→ Problem A: According to the passage on Perley A. Thomas Car Works, where was Thomas employed before he formed his own company?
→ Problem B: Continue the passage on Perley A. Thomas Car Works from its final sentence.

→ Text shown:
===

Perley A. Thomas Car Works
Industry Transportation
Fate Renamed Thomas Built Buses (1972)
Successor Thomas Built Buses, Inc
Founded High Point, North Carolina, 1917
Founder Perley A. Thomas
Defunct 1972
Headquarters High Point, North Carolina
Area served
North America
Products streetcars
school buses

Perley A. Thomas Car Works, Inc. was a 20th-century builder of wooden and steel streetcars, based in High Point, North Carolina in the United States. It was named for its founder, Perley A. Thomas. Thomas had been employed by Southern Car Works in High Point, then formed his own company when Southern went out of business.

The company built many of the wooden electric overhead-trolley powered streetcars used throughout the United States primarily in the first half of the 20th century. Known for their workmanship and durability, some of the cars built by Perley A. Thomas Car Works in the early 1920s are still operating today in New Orleans. Thomas based the design of these cars on New Orleans' first order for double-ended, double-trucked, arch-roofed electric streetcars, the 400-series from Southern Car Works.

===

→ Data shown:
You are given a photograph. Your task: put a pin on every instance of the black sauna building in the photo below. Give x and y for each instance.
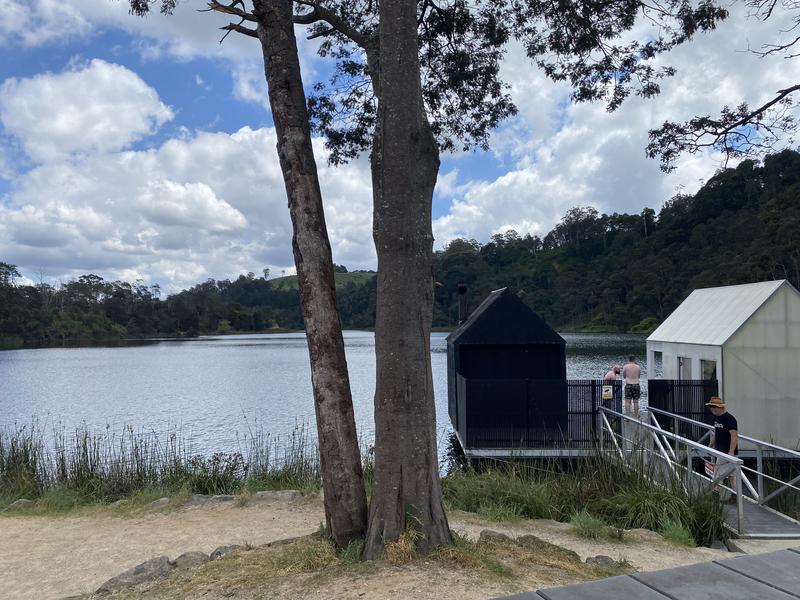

===

→ Expected output A: He worked for Southern Car Works in High Point.

→ Expected output B:
A famous Tennessee Williams play and later film of the same name was set in New Orleans, Louisiana where Perley A. Thomas streetcars were operated on the Desire line around the period of 1947 in which the story was set, hence the name: A Streetcar Named Desire.

The Perley A. Thomas Car Works was reorganized as Thomas Built Buses, Inc., and became one of the three principal builders of large school buses in the United States by the end of the 20th century. It is still based in High Point, and is part of Freightliner Trucks of Daimler AG.

Perley A. Thomas, who died in 1958, was inducted into the North Carolina Hall of Fame.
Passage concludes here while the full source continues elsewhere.